● Entries supplied
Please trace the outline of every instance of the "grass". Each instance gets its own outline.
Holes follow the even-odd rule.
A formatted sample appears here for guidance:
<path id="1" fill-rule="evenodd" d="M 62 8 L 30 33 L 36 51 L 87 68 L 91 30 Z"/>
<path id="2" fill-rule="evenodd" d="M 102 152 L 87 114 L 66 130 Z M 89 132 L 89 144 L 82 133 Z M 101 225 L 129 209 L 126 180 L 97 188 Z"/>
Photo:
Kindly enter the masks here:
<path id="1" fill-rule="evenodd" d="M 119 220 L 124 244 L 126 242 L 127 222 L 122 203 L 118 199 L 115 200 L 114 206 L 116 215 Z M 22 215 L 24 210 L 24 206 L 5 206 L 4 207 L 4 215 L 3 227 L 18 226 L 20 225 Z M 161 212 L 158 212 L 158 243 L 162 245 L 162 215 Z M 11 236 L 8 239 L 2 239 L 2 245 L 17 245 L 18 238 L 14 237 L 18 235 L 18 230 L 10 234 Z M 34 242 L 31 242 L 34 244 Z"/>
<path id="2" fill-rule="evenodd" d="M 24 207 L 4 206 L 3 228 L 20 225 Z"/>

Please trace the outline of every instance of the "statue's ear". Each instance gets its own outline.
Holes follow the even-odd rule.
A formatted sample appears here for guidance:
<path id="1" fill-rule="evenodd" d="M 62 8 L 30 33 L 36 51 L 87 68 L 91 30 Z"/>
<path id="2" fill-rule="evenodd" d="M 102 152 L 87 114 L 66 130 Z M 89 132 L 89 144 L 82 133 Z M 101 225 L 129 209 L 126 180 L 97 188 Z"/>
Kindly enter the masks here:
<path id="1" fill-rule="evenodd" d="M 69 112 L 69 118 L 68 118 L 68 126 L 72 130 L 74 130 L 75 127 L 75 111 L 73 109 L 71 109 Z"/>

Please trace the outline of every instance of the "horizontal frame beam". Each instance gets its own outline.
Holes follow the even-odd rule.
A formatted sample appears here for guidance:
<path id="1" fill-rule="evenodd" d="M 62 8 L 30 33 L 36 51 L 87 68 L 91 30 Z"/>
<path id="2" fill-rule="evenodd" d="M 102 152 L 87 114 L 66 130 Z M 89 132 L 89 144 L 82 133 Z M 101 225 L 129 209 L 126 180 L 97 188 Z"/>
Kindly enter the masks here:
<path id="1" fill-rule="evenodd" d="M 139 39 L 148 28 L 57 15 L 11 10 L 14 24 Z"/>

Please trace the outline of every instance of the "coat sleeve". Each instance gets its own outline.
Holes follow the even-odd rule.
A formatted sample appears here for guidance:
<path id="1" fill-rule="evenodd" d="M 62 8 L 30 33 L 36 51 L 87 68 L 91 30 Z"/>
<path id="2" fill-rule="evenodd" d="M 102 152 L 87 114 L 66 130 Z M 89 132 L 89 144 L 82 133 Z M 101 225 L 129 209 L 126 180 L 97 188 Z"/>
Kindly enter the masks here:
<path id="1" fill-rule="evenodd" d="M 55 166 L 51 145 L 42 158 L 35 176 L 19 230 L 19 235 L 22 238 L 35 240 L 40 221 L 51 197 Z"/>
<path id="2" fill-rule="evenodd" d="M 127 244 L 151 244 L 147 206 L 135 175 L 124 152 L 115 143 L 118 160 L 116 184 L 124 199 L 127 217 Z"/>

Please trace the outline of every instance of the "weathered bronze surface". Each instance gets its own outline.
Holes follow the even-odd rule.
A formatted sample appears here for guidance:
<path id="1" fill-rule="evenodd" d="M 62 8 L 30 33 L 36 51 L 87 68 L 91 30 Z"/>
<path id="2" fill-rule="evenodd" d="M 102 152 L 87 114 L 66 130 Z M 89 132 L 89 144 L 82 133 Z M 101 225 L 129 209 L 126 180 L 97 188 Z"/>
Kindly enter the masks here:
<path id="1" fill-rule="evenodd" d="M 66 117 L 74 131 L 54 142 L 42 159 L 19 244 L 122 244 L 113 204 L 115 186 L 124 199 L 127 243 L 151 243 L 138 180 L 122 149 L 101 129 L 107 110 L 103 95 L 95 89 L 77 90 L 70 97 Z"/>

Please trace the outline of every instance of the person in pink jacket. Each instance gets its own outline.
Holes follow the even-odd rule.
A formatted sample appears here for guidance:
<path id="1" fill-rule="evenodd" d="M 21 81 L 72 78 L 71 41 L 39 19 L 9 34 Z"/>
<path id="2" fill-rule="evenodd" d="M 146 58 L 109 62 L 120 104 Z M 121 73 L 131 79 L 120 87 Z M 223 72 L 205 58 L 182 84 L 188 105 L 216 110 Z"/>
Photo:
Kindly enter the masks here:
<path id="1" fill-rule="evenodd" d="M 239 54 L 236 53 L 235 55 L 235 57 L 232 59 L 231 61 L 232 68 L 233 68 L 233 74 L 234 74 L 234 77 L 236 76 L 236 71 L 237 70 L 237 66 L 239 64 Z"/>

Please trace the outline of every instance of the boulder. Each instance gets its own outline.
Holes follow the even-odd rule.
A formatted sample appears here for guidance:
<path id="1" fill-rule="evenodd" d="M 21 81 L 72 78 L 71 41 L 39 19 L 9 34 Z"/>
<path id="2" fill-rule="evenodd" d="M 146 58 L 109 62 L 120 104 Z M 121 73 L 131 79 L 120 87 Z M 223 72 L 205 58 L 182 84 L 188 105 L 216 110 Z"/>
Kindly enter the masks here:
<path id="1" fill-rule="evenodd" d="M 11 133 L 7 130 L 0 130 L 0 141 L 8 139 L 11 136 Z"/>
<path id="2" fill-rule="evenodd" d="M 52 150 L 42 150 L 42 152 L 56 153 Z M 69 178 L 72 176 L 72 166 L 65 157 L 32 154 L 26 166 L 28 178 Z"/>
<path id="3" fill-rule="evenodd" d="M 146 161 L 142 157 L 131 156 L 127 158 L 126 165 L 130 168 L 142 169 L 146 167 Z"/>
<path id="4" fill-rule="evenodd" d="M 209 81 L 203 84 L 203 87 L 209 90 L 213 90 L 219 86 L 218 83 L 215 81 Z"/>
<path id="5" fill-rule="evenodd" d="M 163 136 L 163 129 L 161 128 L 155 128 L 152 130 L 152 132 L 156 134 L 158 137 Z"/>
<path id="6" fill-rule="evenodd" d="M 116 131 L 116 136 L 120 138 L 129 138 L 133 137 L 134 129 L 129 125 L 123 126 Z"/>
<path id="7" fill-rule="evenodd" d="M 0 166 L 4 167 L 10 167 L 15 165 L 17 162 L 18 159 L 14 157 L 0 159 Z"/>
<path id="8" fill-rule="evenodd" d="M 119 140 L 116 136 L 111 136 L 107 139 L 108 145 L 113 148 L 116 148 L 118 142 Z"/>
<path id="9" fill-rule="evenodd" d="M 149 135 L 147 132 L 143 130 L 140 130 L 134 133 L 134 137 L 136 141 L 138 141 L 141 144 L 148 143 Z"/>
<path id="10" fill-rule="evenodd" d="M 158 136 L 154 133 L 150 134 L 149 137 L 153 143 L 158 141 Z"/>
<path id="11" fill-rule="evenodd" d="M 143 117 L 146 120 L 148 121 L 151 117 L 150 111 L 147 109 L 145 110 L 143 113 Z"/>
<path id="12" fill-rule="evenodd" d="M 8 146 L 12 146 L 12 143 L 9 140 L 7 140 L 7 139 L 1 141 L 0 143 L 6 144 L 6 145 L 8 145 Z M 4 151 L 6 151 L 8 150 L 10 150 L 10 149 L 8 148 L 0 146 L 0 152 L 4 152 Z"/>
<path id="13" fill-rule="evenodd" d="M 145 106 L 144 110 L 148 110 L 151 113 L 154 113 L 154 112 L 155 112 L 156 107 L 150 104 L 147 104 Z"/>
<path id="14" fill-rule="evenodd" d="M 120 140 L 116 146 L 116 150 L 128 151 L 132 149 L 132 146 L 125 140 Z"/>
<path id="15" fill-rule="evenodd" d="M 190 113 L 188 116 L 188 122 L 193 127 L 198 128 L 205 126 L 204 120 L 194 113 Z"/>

● Problem to work on
List every line of the items above that contains the word "trace", matching its case exactly.

● Reply to the task
Please trace the outline of every instance of the "grass". Each instance gets its own outline.
Please trace the outline of every instance of the "statue's ear". Each instance gets its own outline.
Please trace the outline of every instance of the "horizontal frame beam". Each instance gets its own outline.
Please trace the outline of every instance of the "coat sleeve". Each instance gets its own outline.
Please trace the outline of every instance of the "weathered bronze surface". Each instance gets its own outline.
Please trace the outline of every instance of the person in pink jacket. Each instance gets its own outline.
Please trace the outline of every instance of the boulder. Each instance gets its own outline.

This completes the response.